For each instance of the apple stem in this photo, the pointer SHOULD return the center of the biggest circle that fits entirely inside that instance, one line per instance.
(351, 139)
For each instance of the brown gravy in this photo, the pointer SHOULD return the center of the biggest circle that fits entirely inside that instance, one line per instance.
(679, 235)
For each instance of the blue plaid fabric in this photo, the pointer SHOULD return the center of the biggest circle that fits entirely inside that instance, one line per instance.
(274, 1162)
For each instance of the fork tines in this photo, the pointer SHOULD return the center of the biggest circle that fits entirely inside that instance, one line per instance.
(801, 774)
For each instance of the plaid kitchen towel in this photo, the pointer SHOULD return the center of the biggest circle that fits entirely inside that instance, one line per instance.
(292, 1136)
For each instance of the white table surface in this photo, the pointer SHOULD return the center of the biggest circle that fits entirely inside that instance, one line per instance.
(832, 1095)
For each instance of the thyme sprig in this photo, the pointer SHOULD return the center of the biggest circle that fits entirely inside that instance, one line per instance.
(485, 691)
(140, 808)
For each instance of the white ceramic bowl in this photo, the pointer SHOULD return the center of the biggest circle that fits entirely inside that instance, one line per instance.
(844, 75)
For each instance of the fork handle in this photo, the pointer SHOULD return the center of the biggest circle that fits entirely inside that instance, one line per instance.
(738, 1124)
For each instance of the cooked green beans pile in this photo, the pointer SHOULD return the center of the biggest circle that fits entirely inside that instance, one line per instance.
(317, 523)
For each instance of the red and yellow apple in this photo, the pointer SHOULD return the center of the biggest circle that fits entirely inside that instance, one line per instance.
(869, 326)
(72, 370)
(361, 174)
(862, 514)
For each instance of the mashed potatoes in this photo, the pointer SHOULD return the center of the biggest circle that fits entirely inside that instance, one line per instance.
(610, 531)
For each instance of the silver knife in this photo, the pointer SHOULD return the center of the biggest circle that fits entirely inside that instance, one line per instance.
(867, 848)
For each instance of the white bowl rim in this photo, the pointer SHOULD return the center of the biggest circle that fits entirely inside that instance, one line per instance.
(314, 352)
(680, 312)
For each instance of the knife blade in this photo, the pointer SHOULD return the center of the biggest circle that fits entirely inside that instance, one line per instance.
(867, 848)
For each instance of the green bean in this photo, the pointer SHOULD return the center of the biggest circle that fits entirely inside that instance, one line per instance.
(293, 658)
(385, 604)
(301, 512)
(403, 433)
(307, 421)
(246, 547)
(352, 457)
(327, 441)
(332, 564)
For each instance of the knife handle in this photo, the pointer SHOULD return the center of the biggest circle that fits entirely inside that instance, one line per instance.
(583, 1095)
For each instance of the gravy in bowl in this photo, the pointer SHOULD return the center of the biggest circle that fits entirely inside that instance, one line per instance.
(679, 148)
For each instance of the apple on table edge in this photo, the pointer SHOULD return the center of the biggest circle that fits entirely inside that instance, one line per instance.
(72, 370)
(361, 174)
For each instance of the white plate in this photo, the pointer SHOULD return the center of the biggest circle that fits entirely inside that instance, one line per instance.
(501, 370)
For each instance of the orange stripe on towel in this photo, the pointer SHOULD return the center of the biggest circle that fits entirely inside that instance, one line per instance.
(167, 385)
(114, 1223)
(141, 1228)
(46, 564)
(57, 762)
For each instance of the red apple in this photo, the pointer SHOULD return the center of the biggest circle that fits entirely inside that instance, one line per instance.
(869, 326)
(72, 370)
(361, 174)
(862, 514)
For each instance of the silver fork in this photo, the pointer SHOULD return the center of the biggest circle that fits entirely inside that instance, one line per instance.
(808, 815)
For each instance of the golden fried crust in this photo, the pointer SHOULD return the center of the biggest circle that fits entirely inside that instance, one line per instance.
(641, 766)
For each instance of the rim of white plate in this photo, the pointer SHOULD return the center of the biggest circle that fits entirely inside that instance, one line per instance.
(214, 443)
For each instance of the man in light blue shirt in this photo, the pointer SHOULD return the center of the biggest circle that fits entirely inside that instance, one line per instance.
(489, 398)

_GOAL OF THE EXERCISE_
Copy all of the records above word for word, in the same order.

_IN RESPONSE_
For each instance of the apple stem in this photo, the pointer SHOULD return the center of the biggest circle that fits entirely inside that instance, one line per instance.
(351, 139)
For each instance of the brown gravy in this photo, the pointer SHOULD return the center of the biggest circle that fits entirely inside that instance, one line per instance.
(679, 235)
For each instance of the blue plaid fabric in this photo, the pointer SHOULD return the center of the biggest circle that fits entirely inside that instance, one line per instance.
(274, 1162)
For each instance of the fork tines in this photo, the pointer SHOULD return the center of the biggest circle that fits entirely inside that instance, one line per instance.
(801, 774)
For each instance of the plaid kitchen towel in this photo, the pointer SHOULD return the center of the biggest circle that fits entirely inside that instance, one line per instance.
(292, 1136)
For each instance of the white table surface in this photo, the pointer SHOULD return the center of the biggest circle that fits entirely inside that instance, one line per instance.
(832, 1095)
For each instance of the thyme sprig in this photo, the pointer SHOULD return the center of the biggest circle that fits entirely inside that instance, one line per instance.
(485, 691)
(140, 808)
For each instance of the white ceramic bowl in this photo, the pointer SHOULD return the center of the biggest circle that fits entirely inside that instance, one line per instance.
(844, 75)
For each instance of the fork handle in this photo, the pointer SHOULD return the center of the biggest circle that fits entirely inside that instance, one line per instance.
(738, 1124)
For each instance of the cooked green beans pile in this photo, the pointer SHOULD return the center of the biggest circle that fits entirely inside that instance, one line per instance.
(317, 523)
For each instance of the red and yellow apple in this photo, the pointer SHOULD return the center of the biggest circle that fits entirely inside that instance, one line per instance.
(869, 326)
(72, 370)
(361, 174)
(862, 514)
For each instance of the mashed potatoes in this photo, the pointer SHOULD return the center of the biggest circle that fits entirely inside that instance, one line per instance.
(610, 531)
For each instance of the silver knife in this photo, the pointer SHOULD return the center of the biggest circle that fits entirely inside that instance, one line per instance.
(867, 848)
For each instance of the white bowl rim in this photo, the pointer SHOULD return the center of the biggest circle that fits entirely inside that instance, one line per instance.
(314, 352)
(680, 312)
For each instance of the knife blade in this photo, the pointer SHOULD return the center of the biggest circle that fits entirely inside that instance, one line per instance.
(867, 848)
For each instance of the green bean in this photo, the pointer SHOULD return the center of the biggest circle that fits entirely inside that instance, one line per instance.
(293, 658)
(385, 604)
(301, 512)
(403, 433)
(307, 421)
(246, 547)
(352, 457)
(327, 441)
(332, 564)
For each instance of the knife handle in this photo, the pointer SHOULD return the center of the biggest circle that fits entirely inside that instance, one line per instance.
(583, 1095)
For each instance of the gravy in bowl in this photo, the pointer SHOULD return the center of the biggest circle that fits entirely inside that instance, one line per instance.
(679, 148)
For each instance of the apple on table edge in this photo, the pointer SHOULD return the center of the biggest circle that fits entirely inside that instance, one line per instance.
(72, 370)
(361, 174)
For each instance of the white plate in this photo, the pointer SHOULD return the center of the biggest circle that fits entirely inside that instance, one line per instance.
(501, 370)
For each instance of the orange stripe on towel in this photo, the pointer SHOULD return the center of the biggest circle that fits entirely inside that instance, one line per instance.
(167, 385)
(114, 1223)
(141, 1228)
(46, 564)
(57, 762)
For each instance of the red apple in this photo, the pointer SHOULD return the center of the biggest circle that fits entirely inside that instance, one line per instance.
(869, 326)
(72, 370)
(361, 174)
(862, 514)
For each instance of the silver fork in this photo, the pointer SHOULD return the center of the biggest circle that fits entirely inside that instance, one line per instance.
(808, 815)
For each instance of the golden fried crust in this photo, the pointer SHOULD return the center of the biggest circle that fits entirely inside that instance, one line per instance.
(641, 766)
For each instance of the rim of white plate in this photo, the pointer SHOULD return the center of the biggest circle that fits entirely inside that instance, one line per instance.
(214, 443)
For each instance of the man in light blue shirt in this photo, the pointer SHOULD return the center of the biggest circle that fits entirely inside that instance, one line per instance.
(489, 398)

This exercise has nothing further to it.